┏━━
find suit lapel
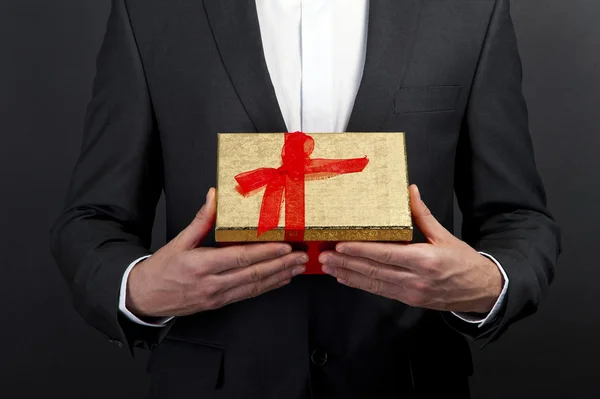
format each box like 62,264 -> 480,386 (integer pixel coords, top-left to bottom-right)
202,0 -> 422,133
346,0 -> 423,132
203,0 -> 287,133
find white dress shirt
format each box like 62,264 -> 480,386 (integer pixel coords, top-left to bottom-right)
119,0 -> 509,328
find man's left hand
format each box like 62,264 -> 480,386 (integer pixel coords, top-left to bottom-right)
319,185 -> 503,314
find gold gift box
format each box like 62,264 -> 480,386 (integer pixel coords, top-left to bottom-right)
215,132 -> 412,242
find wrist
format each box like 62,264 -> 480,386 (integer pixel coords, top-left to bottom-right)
126,259 -> 153,318
471,255 -> 504,314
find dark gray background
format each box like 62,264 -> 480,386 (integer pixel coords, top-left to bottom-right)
1,0 -> 598,397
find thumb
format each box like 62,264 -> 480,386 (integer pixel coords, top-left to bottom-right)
175,188 -> 217,250
410,184 -> 452,245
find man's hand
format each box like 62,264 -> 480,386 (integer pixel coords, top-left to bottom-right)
318,185 -> 503,314
126,188 -> 309,318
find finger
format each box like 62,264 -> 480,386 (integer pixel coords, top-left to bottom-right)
216,251 -> 309,289
193,242 -> 294,273
217,265 -> 303,307
319,251 -> 413,285
334,268 -> 433,308
331,268 -> 402,300
335,242 -> 432,270
175,188 -> 217,250
410,184 -> 453,245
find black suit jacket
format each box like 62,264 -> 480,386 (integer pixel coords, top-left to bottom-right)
50,0 -> 561,398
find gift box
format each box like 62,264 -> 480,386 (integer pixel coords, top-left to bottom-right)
215,132 -> 412,274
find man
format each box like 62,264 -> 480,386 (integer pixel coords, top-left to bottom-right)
50,0 -> 561,397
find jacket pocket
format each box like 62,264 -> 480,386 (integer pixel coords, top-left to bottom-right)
147,335 -> 225,396
394,85 -> 462,114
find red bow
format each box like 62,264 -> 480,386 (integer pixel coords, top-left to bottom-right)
234,132 -> 369,240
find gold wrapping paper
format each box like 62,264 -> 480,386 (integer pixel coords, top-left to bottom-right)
215,132 -> 412,242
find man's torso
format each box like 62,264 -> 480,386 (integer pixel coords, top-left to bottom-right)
123,0 -> 498,397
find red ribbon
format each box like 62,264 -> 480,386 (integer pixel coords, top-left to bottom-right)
234,132 -> 369,240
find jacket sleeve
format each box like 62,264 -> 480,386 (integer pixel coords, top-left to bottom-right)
445,0 -> 562,346
49,0 -> 168,355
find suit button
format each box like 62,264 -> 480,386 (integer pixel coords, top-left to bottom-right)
311,349 -> 328,366
109,339 -> 125,348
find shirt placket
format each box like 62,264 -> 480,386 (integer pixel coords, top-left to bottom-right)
301,0 -> 334,133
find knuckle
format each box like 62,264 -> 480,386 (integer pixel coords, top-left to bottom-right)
190,265 -> 206,280
405,292 -> 423,307
368,278 -> 381,295
338,256 -> 349,269
250,266 -> 263,282
178,253 -> 205,277
430,263 -> 443,278
420,254 -> 438,275
194,205 -> 207,221
171,229 -> 193,251
203,297 -> 221,311
250,282 -> 261,298
422,205 -> 432,218
377,248 -> 394,265
221,291 -> 234,307
209,289 -> 233,309
409,286 -> 429,307
199,284 -> 218,299
413,280 -> 430,295
367,263 -> 380,279
338,268 -> 350,282
278,271 -> 289,285
237,247 -> 252,268
281,255 -> 295,269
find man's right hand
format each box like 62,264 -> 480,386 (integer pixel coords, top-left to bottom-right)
126,188 -> 308,318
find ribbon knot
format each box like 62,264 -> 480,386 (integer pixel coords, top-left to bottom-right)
234,132 -> 369,240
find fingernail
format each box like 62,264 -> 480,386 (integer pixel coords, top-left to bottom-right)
292,266 -> 305,276
279,245 -> 292,256
296,254 -> 309,265
322,266 -> 335,276
414,185 -> 421,201
336,245 -> 347,254
206,188 -> 215,204
196,203 -> 207,218
319,255 -> 331,265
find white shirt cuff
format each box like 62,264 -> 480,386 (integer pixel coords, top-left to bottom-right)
118,255 -> 174,327
451,252 -> 509,328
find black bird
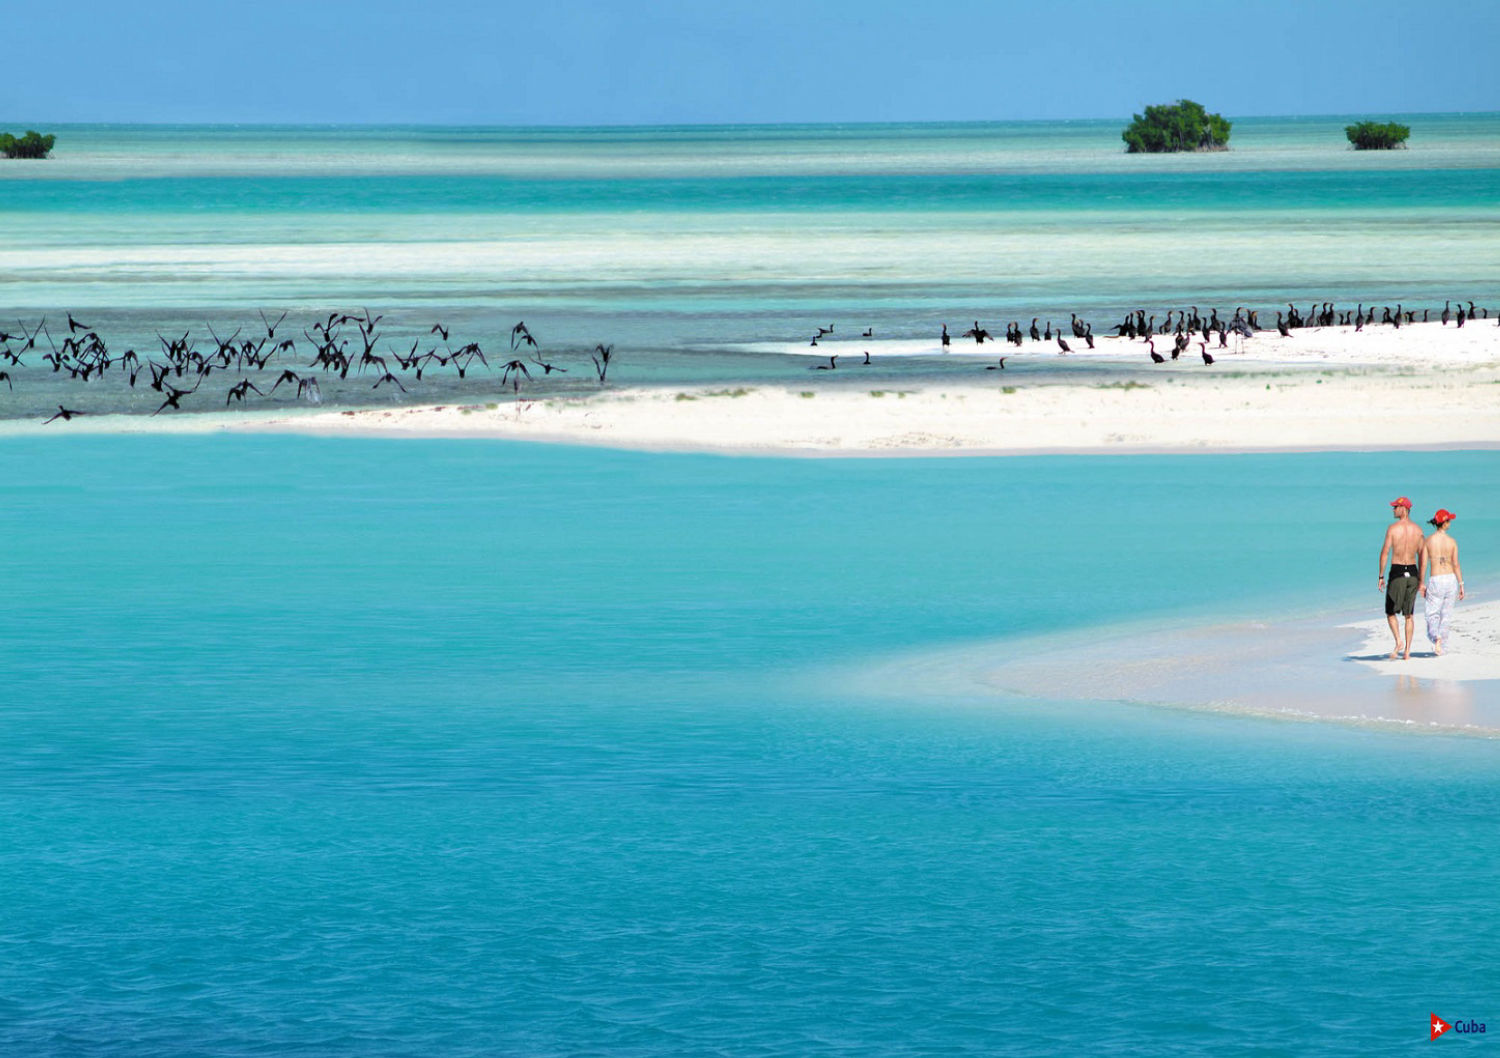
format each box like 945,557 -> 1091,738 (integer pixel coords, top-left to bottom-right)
510,321 -> 537,350
67,312 -> 90,334
816,325 -> 834,338
962,322 -> 991,343
529,355 -> 567,375
1199,342 -> 1214,366
0,370 -> 11,390
153,382 -> 198,415
813,355 -> 838,370
500,359 -> 533,392
45,405 -> 84,423
225,379 -> 263,404
259,309 -> 288,338
373,371 -> 407,392
941,324 -> 950,348
1029,318 -> 1040,342
1442,300 -> 1451,326
17,317 -> 44,351
861,351 -> 872,365
1147,339 -> 1165,364
430,322 -> 449,342
984,357 -> 1008,371
861,328 -> 873,338
1056,335 -> 1071,354
268,369 -> 303,394
590,344 -> 615,383
1083,325 -> 1095,350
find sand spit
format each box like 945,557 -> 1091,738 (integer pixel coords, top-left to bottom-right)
4,321 -> 1498,455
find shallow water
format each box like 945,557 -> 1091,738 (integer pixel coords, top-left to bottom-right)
3,116 -> 1498,337
1,439 -> 1496,1055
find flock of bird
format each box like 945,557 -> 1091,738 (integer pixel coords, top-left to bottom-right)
0,311 -> 620,423
804,299 -> 1493,371
2,299 -> 1492,420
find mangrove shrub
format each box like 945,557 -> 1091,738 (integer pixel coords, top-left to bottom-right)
1345,121 -> 1410,150
0,130 -> 56,159
1122,100 -> 1231,153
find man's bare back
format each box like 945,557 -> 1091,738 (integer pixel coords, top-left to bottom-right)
1383,519 -> 1424,564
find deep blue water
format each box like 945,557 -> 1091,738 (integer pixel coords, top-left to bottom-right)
1,438 -> 1496,1055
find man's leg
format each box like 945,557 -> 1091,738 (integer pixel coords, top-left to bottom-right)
1403,614 -> 1414,660
1387,613 -> 1403,659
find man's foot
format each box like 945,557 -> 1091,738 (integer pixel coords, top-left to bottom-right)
1402,647 -> 1411,661
1388,648 -> 1401,660
1434,639 -> 1444,656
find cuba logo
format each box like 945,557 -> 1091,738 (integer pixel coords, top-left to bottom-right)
1432,1013 -> 1486,1040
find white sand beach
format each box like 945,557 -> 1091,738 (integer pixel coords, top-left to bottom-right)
1347,594 -> 1500,681
220,320 -> 1500,455
851,593 -> 1500,734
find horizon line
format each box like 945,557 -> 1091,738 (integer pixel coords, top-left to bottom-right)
3,109 -> 1496,133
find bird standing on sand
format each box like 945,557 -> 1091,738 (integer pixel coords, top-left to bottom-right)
1199,341 -> 1214,365
1147,339 -> 1165,364
941,324 -> 950,348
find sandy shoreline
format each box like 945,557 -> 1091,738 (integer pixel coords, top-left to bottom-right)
3,320 -> 1497,455
850,592 -> 1500,734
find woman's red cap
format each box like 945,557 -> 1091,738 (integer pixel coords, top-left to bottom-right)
1431,509 -> 1457,524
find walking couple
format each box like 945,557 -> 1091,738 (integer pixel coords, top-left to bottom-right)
1379,497 -> 1465,660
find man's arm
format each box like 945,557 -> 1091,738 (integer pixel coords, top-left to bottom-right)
1379,527 -> 1392,588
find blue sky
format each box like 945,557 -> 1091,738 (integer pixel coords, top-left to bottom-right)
7,0 -> 1498,125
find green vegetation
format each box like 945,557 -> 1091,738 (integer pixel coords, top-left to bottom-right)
704,387 -> 753,398
799,391 -> 815,398
0,130 -> 56,159
1345,120 -> 1410,150
1095,380 -> 1151,390
1121,100 -> 1230,153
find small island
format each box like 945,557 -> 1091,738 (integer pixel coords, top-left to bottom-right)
1345,120 -> 1410,150
1,130 -> 57,159
1122,100 -> 1231,154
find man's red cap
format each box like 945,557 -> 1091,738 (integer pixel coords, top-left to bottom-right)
1390,497 -> 1412,509
1431,509 -> 1457,524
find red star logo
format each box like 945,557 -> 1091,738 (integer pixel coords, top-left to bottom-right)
1432,1014 -> 1451,1040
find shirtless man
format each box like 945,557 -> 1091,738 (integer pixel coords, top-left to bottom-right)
1420,510 -> 1465,655
1378,497 -> 1424,660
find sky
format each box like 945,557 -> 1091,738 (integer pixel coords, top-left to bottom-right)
5,0 -> 1498,125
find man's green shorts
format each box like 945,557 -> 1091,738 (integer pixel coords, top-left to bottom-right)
1386,566 -> 1420,616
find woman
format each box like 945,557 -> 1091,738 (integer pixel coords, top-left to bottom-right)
1420,509 -> 1465,656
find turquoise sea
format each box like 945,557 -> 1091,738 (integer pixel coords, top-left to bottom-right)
2,119 -> 1499,1053
2,439 -> 1498,1055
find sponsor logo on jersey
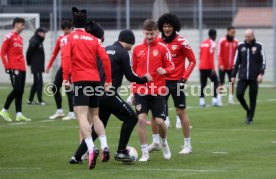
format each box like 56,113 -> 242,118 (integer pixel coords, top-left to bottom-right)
107,50 -> 116,55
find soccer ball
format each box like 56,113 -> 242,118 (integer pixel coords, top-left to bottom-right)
126,146 -> 138,162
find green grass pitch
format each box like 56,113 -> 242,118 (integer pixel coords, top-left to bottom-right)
0,85 -> 276,179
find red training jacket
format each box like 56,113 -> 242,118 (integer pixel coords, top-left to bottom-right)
46,34 -> 67,71
159,34 -> 196,81
61,29 -> 112,83
1,31 -> 26,71
199,38 -> 216,70
132,38 -> 175,95
217,37 -> 238,70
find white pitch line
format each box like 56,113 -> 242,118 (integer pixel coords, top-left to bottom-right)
126,168 -> 223,172
212,152 -> 228,154
40,119 -> 56,123
9,122 -> 28,125
272,141 -> 276,144
195,128 -> 276,132
0,167 -> 41,170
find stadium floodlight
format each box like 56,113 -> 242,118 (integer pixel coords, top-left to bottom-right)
0,13 -> 40,30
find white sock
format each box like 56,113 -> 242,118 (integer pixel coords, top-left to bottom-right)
141,144 -> 148,153
200,97 -> 205,105
184,137 -> 191,146
165,116 -> 170,121
1,108 -> 7,112
160,137 -> 167,145
84,137 -> 95,153
218,94 -> 222,102
16,112 -> 22,116
229,94 -> 234,101
212,97 -> 218,103
57,109 -> 63,113
99,135 -> 108,150
152,134 -> 160,144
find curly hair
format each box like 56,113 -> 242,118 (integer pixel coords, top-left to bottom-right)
157,13 -> 181,32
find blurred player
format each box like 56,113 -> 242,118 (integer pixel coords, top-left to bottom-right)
46,20 -> 76,120
69,28 -> 153,164
147,13 -> 196,154
26,27 -> 47,105
62,7 -> 112,169
199,29 -> 219,107
0,17 -> 31,122
231,29 -> 266,124
217,26 -> 238,105
132,19 -> 174,162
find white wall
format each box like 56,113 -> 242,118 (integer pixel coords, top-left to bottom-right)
0,29 -> 274,84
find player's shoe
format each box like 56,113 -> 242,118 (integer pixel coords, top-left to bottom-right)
212,98 -> 221,107
81,151 -> 89,161
27,100 -> 36,105
16,115 -> 31,122
228,95 -> 235,104
37,101 -> 48,106
148,143 -> 161,153
139,151 -> 149,162
49,111 -> 65,119
175,116 -> 182,129
88,148 -> 99,169
62,112 -> 76,120
101,147 -> 110,162
114,150 -> 132,162
165,116 -> 171,128
199,98 -> 206,107
179,145 -> 192,154
161,141 -> 171,160
0,111 -> 12,122
69,156 -> 82,164
245,117 -> 253,125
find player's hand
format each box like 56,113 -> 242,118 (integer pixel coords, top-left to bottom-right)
156,67 -> 166,75
62,80 -> 71,90
45,67 -> 50,74
219,65 -> 224,71
257,74 -> 263,84
104,82 -> 112,91
144,73 -> 153,82
231,77 -> 236,84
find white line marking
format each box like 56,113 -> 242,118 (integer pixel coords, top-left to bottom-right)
0,167 -> 41,170
272,141 -> 276,144
9,122 -> 28,125
126,168 -> 223,172
212,152 -> 228,154
40,119 -> 56,123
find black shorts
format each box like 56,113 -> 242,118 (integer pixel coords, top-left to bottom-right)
72,81 -> 100,108
134,94 -> 166,120
219,70 -> 232,84
166,80 -> 186,109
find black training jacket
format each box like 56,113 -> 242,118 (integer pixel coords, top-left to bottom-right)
26,32 -> 45,74
98,41 -> 147,90
232,39 -> 266,81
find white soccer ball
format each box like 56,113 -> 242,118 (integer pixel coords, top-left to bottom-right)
126,146 -> 138,162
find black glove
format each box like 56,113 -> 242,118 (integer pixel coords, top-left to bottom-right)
5,69 -> 11,75
178,78 -> 187,89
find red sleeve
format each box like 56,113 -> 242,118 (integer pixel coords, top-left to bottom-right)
61,37 -> 71,81
97,40 -> 112,83
47,38 -> 60,70
210,41 -> 216,70
162,46 -> 175,75
181,41 -> 196,80
217,39 -> 223,68
1,35 -> 11,70
132,47 -> 137,73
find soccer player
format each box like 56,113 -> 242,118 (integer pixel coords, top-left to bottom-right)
132,19 -> 174,162
26,27 -> 47,105
46,20 -> 75,120
231,29 -> 266,124
62,7 -> 112,169
69,29 -> 153,164
217,26 -> 238,105
148,13 -> 196,154
0,17 -> 31,122
199,29 -> 219,107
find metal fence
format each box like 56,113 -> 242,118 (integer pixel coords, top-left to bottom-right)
0,0 -> 275,85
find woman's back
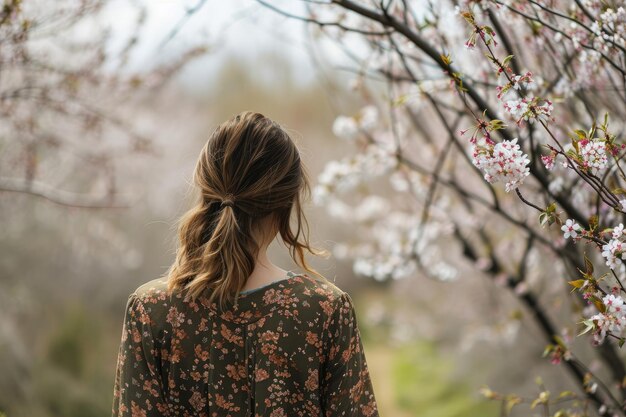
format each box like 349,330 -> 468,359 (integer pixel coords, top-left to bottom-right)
111,271 -> 379,416
111,111 -> 379,416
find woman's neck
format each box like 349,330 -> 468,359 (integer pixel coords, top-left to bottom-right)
240,252 -> 289,292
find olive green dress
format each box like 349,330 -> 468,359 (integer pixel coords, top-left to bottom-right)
111,271 -> 379,417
┗━━
• **Task brief**:
Among the entries, copy every line containing the word "hand".

• **Answer space**:
find man's left hand
find man's hand
find man's right hand
find player's hand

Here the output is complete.